--- Task item ---
All of the data is to be repeated verbatim.

--- Supplied material ---
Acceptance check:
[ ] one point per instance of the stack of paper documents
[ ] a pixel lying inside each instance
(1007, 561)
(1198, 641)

--- Exercise solution ---
Acceptance check:
[ ] one point per instance of the stack of paper documents
[ ] a pixel lying inside each instance
(1007, 561)
(1198, 641)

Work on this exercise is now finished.